Rewrite the lines from the one with "Please spot the blue" through the last line, keeping every line, and shift each answer point's coordinates up by 135. Leave the requests and their sample points unchanged.

───── DATA SHOWN ─────

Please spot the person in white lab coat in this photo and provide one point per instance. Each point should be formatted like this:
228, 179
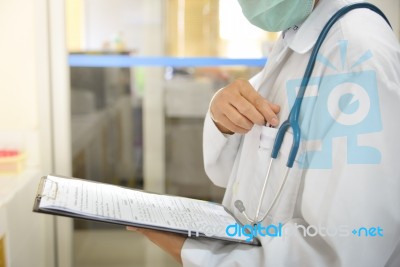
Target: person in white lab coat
340, 205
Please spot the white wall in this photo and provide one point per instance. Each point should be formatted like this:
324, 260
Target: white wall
24, 103
139, 21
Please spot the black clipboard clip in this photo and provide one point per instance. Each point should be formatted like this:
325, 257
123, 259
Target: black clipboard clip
50, 193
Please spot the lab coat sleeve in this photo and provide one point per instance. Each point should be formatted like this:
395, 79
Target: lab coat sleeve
219, 152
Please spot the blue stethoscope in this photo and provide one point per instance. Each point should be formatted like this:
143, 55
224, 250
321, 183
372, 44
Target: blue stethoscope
293, 120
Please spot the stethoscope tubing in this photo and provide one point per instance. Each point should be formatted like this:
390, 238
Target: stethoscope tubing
293, 119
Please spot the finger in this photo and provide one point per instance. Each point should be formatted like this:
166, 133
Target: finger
248, 110
261, 104
237, 118
275, 108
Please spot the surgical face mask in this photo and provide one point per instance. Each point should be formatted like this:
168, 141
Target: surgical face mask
276, 15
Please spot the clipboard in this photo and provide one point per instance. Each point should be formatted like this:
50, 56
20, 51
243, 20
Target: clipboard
192, 218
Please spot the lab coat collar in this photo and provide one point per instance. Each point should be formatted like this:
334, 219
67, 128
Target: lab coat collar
301, 38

─────

- ANSWER:
Please spot the blue stethoscope in this photo and provide one point per instance. Each point should be formatted like this:
143, 55
224, 250
321, 183
372, 44
Target: blue stethoscope
428, 255
Please spot the stethoscope tubing in this photo and provide one point per instance. Each point should be formatted like this:
390, 238
Target: stethoscope tubing
428, 254
Please spot the finger in this photo and provide one point per instance. Each point should be formatted like this:
166, 133
Target: finger
383, 245
396, 239
372, 253
410, 243
Please spot the surgical face mask in this photo and provide one point per instance. Each point should be formatted like this:
168, 141
Target: surgical face mask
411, 150
Please spot the clipboard in this photo and provide one point per instance. Each point should be formatted like this:
50, 56
20, 51
243, 20
Target: clipboard
327, 353
Please spot the lab coat collar in this photo and provide one point per instance. Each point should be formatted like this:
334, 219
67, 128
Target: lab coat collar
436, 173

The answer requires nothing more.